SUPPLIED PASSAGE:
========================
Re-format filesystem in Storage Directory /tmp/hadoop-root/dfs/name ? (Y or N)
Solution,
You need to delete the files within the current(directory name) directory of dfs.name.dir, you mention in hdfs.site.xml. In my system dfs.name.dir is available in /tmp/hadoop-root/dfs/name/current.
rm -r /tmp/hadoop-root/dfs/name/current
By using the above comment I removed files inside in the current directory. Make sure you are only deleting the "current" directory.Again format the namenode after stopped the dfs and yarn daemons (stop-dfs.sh & stop-yarn.sh). Now datanode will start normally!!
at core-site.xml check for absolute path of temp directory, If this is not pointed correctly or not created (mkdir). The data node cant be started.
========================
INFORMATION SHOWN:
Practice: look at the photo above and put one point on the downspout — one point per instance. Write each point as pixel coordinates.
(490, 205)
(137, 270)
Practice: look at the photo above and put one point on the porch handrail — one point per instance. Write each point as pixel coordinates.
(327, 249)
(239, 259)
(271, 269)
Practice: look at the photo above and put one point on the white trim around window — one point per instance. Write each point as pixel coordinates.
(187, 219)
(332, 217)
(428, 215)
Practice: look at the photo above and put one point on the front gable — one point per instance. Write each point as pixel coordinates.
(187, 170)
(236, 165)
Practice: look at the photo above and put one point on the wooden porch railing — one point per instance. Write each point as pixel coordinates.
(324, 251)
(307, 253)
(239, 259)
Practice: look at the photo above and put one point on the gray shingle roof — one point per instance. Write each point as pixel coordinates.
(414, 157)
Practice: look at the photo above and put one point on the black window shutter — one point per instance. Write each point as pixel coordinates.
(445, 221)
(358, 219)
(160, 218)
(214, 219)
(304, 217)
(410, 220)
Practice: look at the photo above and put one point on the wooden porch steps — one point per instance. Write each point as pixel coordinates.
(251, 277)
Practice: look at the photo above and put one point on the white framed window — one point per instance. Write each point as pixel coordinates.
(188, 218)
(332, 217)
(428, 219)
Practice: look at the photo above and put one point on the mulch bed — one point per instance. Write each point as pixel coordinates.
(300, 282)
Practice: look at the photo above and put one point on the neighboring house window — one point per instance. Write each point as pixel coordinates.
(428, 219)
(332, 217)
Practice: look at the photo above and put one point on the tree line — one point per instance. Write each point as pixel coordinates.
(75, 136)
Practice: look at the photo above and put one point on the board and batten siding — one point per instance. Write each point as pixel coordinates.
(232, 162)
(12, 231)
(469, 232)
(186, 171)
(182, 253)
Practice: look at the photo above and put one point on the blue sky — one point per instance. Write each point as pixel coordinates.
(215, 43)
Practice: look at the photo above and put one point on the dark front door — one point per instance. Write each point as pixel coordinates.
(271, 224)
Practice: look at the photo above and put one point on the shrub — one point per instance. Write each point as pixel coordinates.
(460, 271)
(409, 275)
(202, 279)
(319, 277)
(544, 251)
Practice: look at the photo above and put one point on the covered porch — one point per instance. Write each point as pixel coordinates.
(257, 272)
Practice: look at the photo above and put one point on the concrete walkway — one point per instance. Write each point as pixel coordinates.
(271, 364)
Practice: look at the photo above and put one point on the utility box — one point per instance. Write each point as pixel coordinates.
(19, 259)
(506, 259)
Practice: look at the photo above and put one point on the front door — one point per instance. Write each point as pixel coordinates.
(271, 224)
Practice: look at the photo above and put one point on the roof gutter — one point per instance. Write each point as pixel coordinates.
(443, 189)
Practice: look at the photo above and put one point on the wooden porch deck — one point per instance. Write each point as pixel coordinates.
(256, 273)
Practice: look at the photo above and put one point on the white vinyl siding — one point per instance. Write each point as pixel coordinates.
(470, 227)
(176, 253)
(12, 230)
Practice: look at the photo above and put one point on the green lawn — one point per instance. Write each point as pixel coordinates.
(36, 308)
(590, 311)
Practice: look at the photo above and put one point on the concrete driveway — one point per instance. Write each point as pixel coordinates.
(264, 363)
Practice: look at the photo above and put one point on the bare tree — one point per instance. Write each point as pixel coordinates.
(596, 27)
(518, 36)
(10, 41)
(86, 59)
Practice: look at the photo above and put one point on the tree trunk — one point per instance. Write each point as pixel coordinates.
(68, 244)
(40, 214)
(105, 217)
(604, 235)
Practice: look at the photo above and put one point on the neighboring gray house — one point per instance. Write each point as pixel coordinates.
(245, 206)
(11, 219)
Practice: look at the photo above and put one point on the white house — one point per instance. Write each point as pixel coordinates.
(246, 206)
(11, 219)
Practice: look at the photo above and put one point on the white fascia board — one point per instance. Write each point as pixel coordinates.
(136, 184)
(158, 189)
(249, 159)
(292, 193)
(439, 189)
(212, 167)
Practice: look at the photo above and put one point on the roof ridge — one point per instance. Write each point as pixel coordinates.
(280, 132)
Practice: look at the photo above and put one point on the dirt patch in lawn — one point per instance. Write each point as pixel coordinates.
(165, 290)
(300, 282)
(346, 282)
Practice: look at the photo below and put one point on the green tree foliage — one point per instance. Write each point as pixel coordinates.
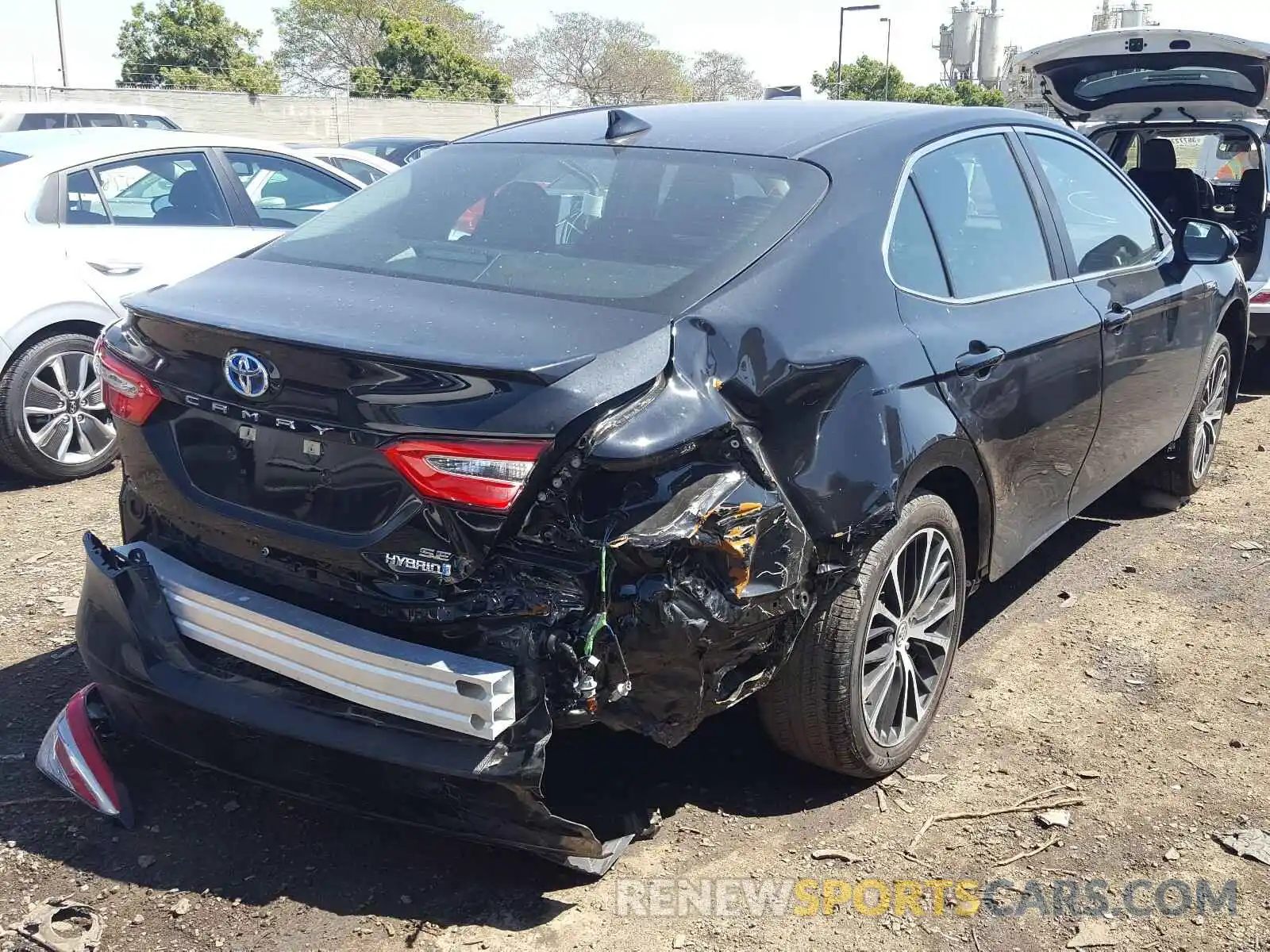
(425, 61)
(598, 61)
(868, 79)
(323, 42)
(192, 44)
(718, 75)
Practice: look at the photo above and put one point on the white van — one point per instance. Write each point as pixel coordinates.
(1185, 113)
(19, 117)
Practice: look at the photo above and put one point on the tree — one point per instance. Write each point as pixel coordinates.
(718, 75)
(423, 61)
(868, 79)
(321, 42)
(192, 44)
(598, 63)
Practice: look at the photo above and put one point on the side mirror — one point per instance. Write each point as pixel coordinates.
(1198, 241)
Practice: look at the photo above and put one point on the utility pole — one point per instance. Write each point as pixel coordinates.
(61, 42)
(887, 75)
(842, 16)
========================
STATED PROBLEM:
Write out the Hadoop namenode passage word for word, from "rm -r /tmp/hadoop-root/dfs/name/current" up to and including "will start normally!!".

SOLVED EXERCISE:
rm -r /tmp/hadoop-root/dfs/name/current
By using the above comment I removed files inside in the current directory. Make sure you are only deleting the "current" directory.Again format the namenode after stopped the dfs and yarn daemons (stop-dfs.sh & stop-yarn.sh). Now datanode will start normally!!